### Reading text
Trials, tribulations and triumphs: How Fabio Quagliarella became one of Italy’s great strikers

The incredible story of how Fabio Quagliarella grew to become one of Serie A’s top strikers before a stalker turned his world upside down – and his rise back to the top to become the oldest Capocannoniere in league history.

Aurelio De Laurentiis walks down the veranda in his morning slippers and golden bathrobe, adjusting his eyes to the glistening sun over the Bay of Naples. The smell of freshly made espresso runs through the villa, as he takes his first sip, arms stretched out in repose. Opening a few notes between marriage invitations and thank you letters, one without a return address catches his eye.

Inside, the anonymous letter divulges a “secret” on his star striker, Fabio Quagliarella. In it, he could barely fathom the words he read. Accusations that the Naples born Quagliarella enjoyed cocaine parties with high-ranking gang members, as well as labelling the forward a paedophile who was obsessed with orgies. The Napoli owner advised his player to leave his hometown of Castellammare, and live in a hotel until the dust settled. It would be the last time Quagliarella would hear from his boss.

Plasê di Cognossiti – Udine

The striker from Italy’s Mezzogiorno, or south, has had a career unrivalled in terms of highs and lows, and freakish circumstances that have seen him become a nomad in constant search of a footballing home. He played out his younger years with the likes of Torino, Fiorentina, Chieti and Ascoli, before igniting his career at Sampdoria. Finding his footing in the 2006/07 season, the striker shocked Serie A by scoring 13 times, with more than a few of them being truly sensational goals.

After grabbing the attention of a number of top teams throughout the peninsula, young Fabio’s ownership was split between two teams. In a blind auction between Sampdoria and Udinese, the Friulani came out on top, with a winning bid of €7.15 million. Heading east, Quagliarella joined fellow Neapolitan and legend in the making, Antonio Di Natale. Together, the two were quite the tandem, making the Friuli a threat from anywhere in their opposition’s half.

The following season, Quagliarella scored a massive 29 goals between all competitions, leading Udinese to a record season in Europe. After bowing out to Werder Bremen in the UEFA Cup quarter-finals, life would become even sweeter with a move to Napoli.

‘A vott’ chien’ e ‘a mujer’ ubriaca – Napoli

It appeared a dream move. After working his way up the ranks and now about to hit his prime years, Napoli would be bringing him home. With the Partenopei’s resurgence to Serie A, he was the man tasked with bringing glory back to the city. Every goal he scored in Azzurro was paired with his kissing of the badge and an adoring look up to his home faithful. Alongside Ezequiel Lavezzi and Marek Hamsik, it was a match made in heaven – until the dream became a nightmare.

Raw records
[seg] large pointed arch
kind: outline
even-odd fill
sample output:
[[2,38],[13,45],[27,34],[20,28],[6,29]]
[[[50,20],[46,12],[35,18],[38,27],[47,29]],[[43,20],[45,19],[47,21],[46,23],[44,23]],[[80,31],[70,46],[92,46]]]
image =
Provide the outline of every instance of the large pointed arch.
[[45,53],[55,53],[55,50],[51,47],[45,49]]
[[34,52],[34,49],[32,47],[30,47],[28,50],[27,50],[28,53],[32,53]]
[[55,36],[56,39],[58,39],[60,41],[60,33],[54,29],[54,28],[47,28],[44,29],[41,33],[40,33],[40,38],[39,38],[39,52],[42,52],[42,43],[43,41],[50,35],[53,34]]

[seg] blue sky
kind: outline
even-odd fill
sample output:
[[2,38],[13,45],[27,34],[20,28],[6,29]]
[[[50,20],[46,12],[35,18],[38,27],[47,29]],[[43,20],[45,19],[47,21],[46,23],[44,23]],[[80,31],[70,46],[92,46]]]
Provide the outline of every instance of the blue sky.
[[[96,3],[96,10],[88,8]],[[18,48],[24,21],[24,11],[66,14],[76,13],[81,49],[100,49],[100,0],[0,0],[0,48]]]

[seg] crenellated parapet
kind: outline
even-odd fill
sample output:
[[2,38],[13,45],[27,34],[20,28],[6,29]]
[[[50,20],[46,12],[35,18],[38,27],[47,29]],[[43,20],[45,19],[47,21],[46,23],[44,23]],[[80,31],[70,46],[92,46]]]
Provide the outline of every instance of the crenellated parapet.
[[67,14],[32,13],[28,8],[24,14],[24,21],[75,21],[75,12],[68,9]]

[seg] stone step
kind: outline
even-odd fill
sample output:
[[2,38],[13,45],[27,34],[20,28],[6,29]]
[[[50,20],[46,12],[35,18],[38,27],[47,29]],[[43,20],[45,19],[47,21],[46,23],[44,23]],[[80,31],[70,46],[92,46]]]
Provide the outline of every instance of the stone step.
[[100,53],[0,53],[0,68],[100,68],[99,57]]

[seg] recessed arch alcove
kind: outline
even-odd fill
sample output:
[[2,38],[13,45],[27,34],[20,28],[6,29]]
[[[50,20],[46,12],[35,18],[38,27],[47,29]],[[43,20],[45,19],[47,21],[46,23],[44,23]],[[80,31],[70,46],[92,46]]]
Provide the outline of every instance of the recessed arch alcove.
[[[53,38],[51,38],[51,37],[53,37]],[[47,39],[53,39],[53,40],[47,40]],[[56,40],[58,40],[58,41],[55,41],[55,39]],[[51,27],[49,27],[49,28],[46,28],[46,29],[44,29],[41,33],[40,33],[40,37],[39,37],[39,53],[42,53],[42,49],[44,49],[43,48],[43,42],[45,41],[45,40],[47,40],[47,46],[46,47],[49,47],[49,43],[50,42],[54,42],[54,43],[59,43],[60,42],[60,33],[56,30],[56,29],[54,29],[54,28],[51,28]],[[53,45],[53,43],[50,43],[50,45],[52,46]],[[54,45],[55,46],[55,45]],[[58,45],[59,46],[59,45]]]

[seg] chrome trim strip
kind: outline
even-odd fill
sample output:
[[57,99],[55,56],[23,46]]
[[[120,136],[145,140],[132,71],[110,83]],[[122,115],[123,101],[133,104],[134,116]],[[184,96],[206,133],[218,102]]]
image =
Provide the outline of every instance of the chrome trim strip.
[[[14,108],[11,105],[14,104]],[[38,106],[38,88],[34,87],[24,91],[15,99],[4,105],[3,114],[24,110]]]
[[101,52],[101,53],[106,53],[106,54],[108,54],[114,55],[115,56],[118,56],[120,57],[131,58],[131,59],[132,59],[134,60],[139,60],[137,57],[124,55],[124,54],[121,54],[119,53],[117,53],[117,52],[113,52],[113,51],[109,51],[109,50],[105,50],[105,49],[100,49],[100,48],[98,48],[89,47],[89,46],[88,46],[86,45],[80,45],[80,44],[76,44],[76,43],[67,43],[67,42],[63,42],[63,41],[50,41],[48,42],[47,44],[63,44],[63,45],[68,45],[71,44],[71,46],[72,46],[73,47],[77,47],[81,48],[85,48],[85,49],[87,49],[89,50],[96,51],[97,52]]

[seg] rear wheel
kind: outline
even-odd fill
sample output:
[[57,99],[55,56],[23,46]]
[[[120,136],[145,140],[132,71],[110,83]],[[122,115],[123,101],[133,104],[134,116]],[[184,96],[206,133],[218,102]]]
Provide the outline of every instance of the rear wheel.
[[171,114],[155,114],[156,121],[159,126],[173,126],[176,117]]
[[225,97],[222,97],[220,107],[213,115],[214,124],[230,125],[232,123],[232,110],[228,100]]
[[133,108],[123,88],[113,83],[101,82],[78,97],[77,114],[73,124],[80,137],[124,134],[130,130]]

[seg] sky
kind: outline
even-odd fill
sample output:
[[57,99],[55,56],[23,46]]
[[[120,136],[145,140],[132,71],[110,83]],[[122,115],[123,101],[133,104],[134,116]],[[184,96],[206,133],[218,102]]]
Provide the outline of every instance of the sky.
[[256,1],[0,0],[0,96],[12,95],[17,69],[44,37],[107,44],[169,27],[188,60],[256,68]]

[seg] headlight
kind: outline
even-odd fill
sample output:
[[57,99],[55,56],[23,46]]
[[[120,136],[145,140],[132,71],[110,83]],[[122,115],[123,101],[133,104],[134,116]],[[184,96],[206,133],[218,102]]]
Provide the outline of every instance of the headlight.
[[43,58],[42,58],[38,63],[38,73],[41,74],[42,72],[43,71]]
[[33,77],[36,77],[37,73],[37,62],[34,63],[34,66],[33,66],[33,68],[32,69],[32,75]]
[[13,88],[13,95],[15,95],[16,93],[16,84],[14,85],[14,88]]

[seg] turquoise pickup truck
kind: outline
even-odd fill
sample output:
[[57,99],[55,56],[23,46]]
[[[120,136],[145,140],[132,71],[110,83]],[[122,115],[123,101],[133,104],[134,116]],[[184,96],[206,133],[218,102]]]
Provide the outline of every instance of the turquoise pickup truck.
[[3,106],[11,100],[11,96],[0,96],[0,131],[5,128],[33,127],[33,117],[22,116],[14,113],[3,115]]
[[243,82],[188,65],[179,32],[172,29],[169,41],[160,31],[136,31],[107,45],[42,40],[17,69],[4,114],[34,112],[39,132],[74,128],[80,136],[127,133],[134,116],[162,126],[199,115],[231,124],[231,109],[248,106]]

### What to do
1. Rewrite the part of the Quagliarella article that opens with the words containing "Plasê di Cognossiti" and closes with "truly sensational goals.", putting "wanderer" in place of "nomad".
2. Answer these questions from the Quagliarella article.
(a) How many goals did Quagliarella score in the 2006/07 season?
(b) What was Udinese's winning bid in the blind auction?
(c) Which club knocked Udinese out of the UEFA Cup quarter-finals?
Rely only on the article about Quagliarella.

### Responses by task
1.
Plasê di Cognossiti – Udine

The striker from Italy’s Mezzogiorno, or south, has had a career unrivalled in terms of highs and lows, and freakish circumstances that have seen him become a wanderer in constant search of a footballing home. He played out his younger years with the likes of Torino, Fiorentina, Chieti and Ascoli, before igniting his career at Sampdoria. Finding his footing in the 2006/07 season, the striker shocked Serie A by scoring 13 times, with more than a few of them being truly sensational goals.

2.
(a) 13
(b) €7.15 million
(c) Werder Bremen